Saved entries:
◇ ◇ ◇ ◇ ◇

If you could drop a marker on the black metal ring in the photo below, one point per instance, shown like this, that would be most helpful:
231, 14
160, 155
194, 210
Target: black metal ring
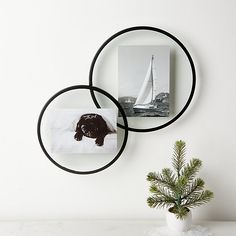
159, 31
91, 88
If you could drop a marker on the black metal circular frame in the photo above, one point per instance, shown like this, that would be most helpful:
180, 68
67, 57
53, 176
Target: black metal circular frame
155, 30
91, 88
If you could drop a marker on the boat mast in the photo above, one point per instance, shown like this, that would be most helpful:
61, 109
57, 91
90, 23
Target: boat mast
152, 77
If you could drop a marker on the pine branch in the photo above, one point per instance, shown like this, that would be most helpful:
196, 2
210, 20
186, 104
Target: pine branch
181, 185
178, 156
191, 169
159, 179
169, 176
162, 192
194, 189
202, 198
156, 201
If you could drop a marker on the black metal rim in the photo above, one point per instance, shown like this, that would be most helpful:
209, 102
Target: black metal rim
91, 88
168, 35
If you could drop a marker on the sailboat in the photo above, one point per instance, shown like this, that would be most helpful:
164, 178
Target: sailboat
148, 92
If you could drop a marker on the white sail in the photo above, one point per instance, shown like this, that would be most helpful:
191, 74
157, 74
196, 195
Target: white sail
148, 90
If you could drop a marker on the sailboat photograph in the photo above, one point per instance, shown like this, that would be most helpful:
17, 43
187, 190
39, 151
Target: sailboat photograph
146, 88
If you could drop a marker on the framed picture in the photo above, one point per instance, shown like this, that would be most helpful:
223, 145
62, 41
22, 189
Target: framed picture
144, 75
83, 131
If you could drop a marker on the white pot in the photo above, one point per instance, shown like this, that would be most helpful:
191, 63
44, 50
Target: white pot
178, 225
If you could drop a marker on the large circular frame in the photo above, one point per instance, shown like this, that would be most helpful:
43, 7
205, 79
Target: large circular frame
136, 28
91, 88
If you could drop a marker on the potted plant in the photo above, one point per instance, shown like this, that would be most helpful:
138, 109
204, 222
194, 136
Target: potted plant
179, 190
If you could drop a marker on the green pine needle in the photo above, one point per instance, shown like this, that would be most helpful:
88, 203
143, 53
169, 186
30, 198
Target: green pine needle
178, 189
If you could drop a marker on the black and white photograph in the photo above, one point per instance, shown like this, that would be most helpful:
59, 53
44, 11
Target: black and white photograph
83, 131
143, 76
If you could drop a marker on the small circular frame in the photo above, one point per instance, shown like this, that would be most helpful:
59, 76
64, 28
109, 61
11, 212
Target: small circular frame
136, 28
91, 88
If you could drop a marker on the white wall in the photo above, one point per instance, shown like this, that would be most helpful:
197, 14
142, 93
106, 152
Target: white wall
48, 45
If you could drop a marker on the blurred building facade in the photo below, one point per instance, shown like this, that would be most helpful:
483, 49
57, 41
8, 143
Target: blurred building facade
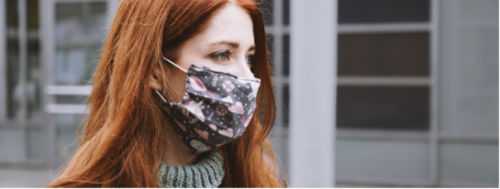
418, 100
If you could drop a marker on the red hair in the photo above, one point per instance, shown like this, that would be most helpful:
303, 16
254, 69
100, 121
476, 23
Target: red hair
121, 143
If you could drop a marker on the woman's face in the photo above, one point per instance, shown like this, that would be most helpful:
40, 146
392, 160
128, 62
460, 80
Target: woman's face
227, 43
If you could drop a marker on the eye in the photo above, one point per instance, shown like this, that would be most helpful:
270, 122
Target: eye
222, 56
250, 59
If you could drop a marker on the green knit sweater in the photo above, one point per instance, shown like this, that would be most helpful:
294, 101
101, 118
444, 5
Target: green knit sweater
208, 173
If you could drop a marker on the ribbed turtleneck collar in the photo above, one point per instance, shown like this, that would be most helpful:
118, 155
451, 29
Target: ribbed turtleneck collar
208, 173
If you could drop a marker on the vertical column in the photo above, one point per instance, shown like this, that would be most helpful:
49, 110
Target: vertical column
434, 111
47, 51
3, 61
313, 38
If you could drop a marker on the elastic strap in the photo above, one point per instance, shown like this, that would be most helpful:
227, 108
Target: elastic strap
174, 64
161, 96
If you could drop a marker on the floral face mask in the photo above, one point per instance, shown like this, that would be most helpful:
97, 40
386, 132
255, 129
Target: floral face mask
216, 108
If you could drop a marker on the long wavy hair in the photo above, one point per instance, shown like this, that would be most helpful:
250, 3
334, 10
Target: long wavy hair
122, 138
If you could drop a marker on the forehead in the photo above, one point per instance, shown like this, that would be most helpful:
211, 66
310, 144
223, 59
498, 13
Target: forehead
230, 23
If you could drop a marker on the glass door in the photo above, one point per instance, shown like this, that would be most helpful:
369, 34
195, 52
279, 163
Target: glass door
74, 32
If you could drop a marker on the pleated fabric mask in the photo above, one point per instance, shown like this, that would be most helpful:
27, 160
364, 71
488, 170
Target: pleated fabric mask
216, 107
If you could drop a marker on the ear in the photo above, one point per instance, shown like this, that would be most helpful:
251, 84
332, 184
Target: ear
155, 79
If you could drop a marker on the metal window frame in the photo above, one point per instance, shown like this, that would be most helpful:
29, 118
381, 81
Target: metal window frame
279, 133
3, 62
431, 136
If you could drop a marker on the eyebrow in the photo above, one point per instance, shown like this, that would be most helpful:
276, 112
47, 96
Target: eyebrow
232, 44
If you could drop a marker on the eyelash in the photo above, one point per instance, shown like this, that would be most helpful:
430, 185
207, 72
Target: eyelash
227, 53
217, 55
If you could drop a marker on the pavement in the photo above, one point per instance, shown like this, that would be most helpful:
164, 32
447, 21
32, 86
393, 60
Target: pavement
25, 179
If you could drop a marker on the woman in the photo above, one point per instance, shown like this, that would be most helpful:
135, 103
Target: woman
173, 101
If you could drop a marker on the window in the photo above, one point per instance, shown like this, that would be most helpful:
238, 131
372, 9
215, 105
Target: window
384, 92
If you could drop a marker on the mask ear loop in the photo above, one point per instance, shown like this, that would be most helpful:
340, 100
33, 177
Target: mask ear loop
161, 96
169, 61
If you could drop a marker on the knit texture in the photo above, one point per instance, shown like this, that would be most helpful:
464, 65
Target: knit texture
208, 173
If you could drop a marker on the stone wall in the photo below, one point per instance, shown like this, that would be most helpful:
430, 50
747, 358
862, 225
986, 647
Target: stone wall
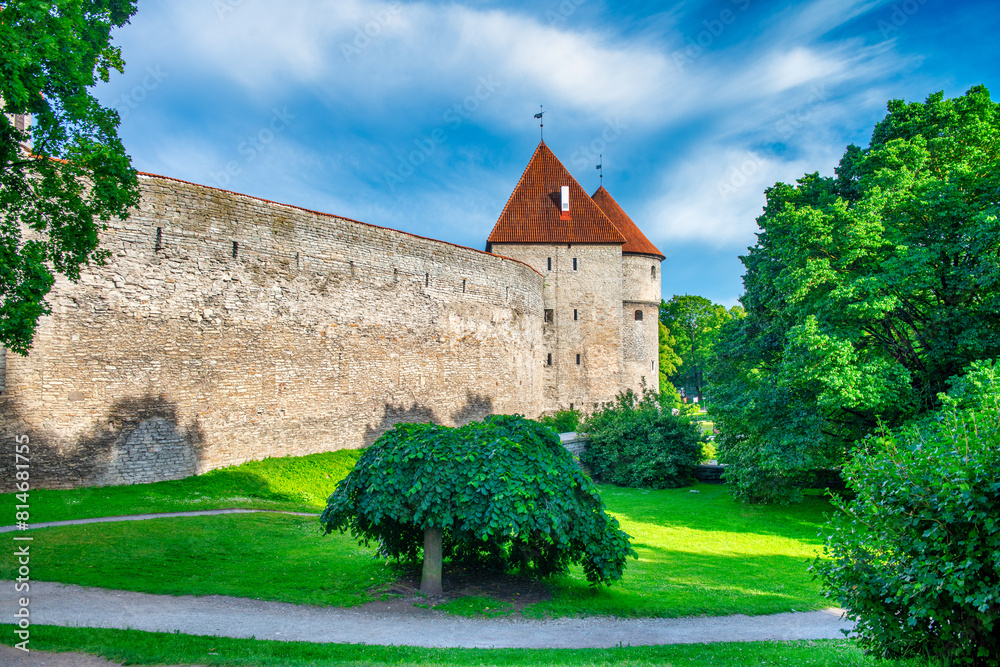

◇ ◇ ◇ ◇ ◇

Task brief
Provide the count of lines in the data above that include the word "stone", with no added text.

Result of the exercise
2